» **Passage given**
===
Learning objective : Our goal for learning is to both:

1. train all auxiliary intentions policies and the main task policy to achieve their respective goals
2. utilize all intentions for fast exploration in the main sparse-reward MDP M

We accomplish this by deﬁning a hierarchical objective for policy training that decomposes into two parts:

##### 1. Learning the intentions

“Our agent can then decide by itself about its current ‘intention’, i.e. which goal to pursue next. This might be an auxiliary task or an externally defined target task.”
Intention is the agent willing to pursue an (auxiliary or not) task

Joint policy improvement objective for all intentions. Action value function $Q_{\mathcal{T}}\left(\mathbf{s}_{t}, \mathbf{a}_{t}\right)$:
$Q_{\mathcal{T}}\left(\mathbf{s}_{t}, \mathbf{a}_{t}\right)=r_{\mathcal{T}}\left(\mathbf{s}_{t}, \mathbf{a}_{t}\right)+\gamma \mathbb{E}_{\pi_{\mathcal{T}}}\left[R_{\mathcal{T}}\left(\tau_{t+1: \infty}\right)\right]$

The goal is then to find $argmax_θ$, for
\begin{aligned} \mathcal{L}(\boldsymbol{\theta}) &=\mathcal{L}(\boldsymbol{\theta} ; \mathcal{M})+\sum_{k=1}^{|A|} \mathcal{L}\left(\boldsymbol{\theta} ; \mathcal{A}_{k}\right) \\ \text { with } \mathcal{L}(\boldsymbol{\theta} ; \mathcal{T}) &=\sum_{\boldsymbol{B} \in \mathcal{Y}} \underset{p(s | \boldsymbol{\zeta})}{\mathbb{E}}\left[Q_{\mathcal{T}}(\mathbf{s}, \mathbf{a})\left|\mathbf{a} \sim \pi_{\boldsymbol{\theta}}(\cdot | \mathbf{s}, \mathcal{T})\right]\right.\end{aligned}

Two comments:
The first term is externally provided loss and the others (in sum) are the internally auxiliary one, I think
Here the loss is common to all the intention, touch mechanism gets penalized for view loss ?

“That is, we optimize each intention to select the optimal action for its task, obtained by following any other policy π(a|s,B) with B∈ T = A∪ {M} (the task which we aimed to solve before). We note that this change is a subtle,yet important, departure from a multi-task RL formulation”

Training policies together (on states sampled according to the state visitation distribution of each possible task), gives policies that are “compatible”.
-> crucial to safely combine the learned intentions

##### 2. Learning the scheduler

ξ: the period at which the scheduler can switch between tasks

$T_{0:H-1} = {T_0, ..., T_{H-1}}$ the $H$ scheduling choices.
===
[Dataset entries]
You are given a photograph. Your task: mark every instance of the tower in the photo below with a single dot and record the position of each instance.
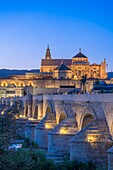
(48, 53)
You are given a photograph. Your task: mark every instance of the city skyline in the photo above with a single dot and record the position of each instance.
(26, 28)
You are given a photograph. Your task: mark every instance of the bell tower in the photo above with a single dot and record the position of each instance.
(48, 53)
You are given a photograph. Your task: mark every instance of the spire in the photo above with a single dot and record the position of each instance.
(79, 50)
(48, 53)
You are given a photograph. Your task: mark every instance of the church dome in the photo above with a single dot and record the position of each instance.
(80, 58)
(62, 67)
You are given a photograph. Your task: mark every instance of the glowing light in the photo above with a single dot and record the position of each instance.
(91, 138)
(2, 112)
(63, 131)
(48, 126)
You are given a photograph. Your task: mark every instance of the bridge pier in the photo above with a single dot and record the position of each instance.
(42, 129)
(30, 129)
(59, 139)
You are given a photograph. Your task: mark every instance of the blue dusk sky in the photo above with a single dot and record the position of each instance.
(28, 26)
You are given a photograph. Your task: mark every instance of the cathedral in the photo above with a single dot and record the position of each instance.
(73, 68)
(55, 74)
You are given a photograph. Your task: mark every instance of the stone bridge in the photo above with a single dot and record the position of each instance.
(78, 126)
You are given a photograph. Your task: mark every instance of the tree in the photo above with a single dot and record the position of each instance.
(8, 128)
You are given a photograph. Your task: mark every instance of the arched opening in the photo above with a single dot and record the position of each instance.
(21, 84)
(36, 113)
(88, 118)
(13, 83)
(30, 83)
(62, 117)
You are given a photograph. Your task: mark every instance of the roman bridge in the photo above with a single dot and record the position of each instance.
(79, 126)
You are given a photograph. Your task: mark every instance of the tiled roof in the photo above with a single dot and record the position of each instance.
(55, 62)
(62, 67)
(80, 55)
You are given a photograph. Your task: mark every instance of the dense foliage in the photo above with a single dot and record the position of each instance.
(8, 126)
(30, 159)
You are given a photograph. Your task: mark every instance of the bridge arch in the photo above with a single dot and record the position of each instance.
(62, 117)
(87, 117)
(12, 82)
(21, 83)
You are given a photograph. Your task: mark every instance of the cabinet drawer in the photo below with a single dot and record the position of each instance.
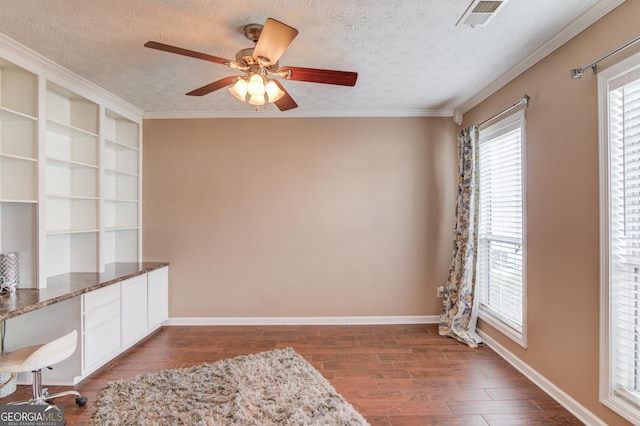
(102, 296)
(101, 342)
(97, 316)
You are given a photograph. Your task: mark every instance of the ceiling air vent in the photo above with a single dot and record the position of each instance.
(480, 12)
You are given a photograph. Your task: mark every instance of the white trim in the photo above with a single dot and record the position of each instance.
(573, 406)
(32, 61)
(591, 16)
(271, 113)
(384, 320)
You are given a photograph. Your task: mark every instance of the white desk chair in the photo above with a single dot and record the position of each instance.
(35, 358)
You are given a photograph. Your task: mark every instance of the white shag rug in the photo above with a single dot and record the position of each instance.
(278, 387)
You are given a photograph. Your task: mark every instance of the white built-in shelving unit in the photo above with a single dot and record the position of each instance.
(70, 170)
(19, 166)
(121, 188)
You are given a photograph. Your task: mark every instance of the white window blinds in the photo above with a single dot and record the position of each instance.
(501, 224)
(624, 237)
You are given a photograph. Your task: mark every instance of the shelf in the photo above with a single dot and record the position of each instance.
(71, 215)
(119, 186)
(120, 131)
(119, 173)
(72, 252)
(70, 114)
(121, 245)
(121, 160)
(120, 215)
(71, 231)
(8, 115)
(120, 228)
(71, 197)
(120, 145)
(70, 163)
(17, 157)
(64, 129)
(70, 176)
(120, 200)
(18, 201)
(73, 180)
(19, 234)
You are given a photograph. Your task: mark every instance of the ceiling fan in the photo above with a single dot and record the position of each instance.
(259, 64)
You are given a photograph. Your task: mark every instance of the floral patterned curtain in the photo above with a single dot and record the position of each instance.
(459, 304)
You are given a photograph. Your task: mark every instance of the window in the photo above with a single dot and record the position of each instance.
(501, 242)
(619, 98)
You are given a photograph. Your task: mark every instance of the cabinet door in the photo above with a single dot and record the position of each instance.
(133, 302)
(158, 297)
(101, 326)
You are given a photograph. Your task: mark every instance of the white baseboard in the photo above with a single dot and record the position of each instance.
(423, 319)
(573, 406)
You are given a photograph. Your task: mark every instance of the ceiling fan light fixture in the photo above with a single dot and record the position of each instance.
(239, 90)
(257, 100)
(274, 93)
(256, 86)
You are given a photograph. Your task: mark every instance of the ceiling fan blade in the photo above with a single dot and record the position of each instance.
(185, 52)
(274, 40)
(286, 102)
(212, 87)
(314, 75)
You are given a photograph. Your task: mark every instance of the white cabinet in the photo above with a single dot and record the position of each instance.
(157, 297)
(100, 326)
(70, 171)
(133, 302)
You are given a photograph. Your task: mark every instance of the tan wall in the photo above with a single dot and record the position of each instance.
===
» **To do**
a. Render this sentence from the reinforcement-learning notes in Spanish: "We accomplish this by defining a hierarchical objective for policy training that decomposes into two parts:"
b. According to the reinforcement-learning notes, what does ξ stand for?
c. Write the next part of the reinforcement-learning notes, starting after the line that introduces the H scheduling choices.
This listing was taken from a different source than the reinforcement-learning notes.

» **Task-by-task outputs**
a. Logramos esto definiendo un objetivo jerárquico para el entrenamiento de políticas que se descompone en dos partes:

b. The period at which the scheduler can switch between tasks.

c.
The return is then defined by:

\begin{aligned} R_{\mathcal{M}}\left(\mathcal{T}_{0: H-1}\right) &=\sum_{h=0}^{H} \sum_{t=h \xi}^{(h+1) \xi-1} \gamma^{t} r_{\mathcal{M}}\left(\mathbf{s}_{t}, \mathbf{a}_{t}\right) \\ \text { where } \mathbf{a}_{t} & \sim \pi_{\boldsymbol{\theta}}\left(\cdot | \mathbf{s}_{t}, \mathcal{T}_{h}\right) \end{aligned}

Now with $P_{\mathcal{S}}\left(\mathcal{T} | \mathcal{T}_{0: h-1}\right)$ the scheduling policy, the probability of an action $a_t$ is:
$\pi_{\mathcal{S}}\left(\mathbf{a}_{t} | \mathbf{s}_{t}, \mathcal{T}_{0: h-1}\right)=\sum_{\mathcal{T}} \pi_{\boldsymbol{\theta}}\left(\mathbf{a}_{t} | \mathbf{s}_{t}, \mathcal{T}\right) P_{\mathcal{S}}\left(\mathcal{T} | \mathcal{T}_{0: h-1}\right)$

Sample is thus done through choosing the intention and choosing the action corresponding to the intention.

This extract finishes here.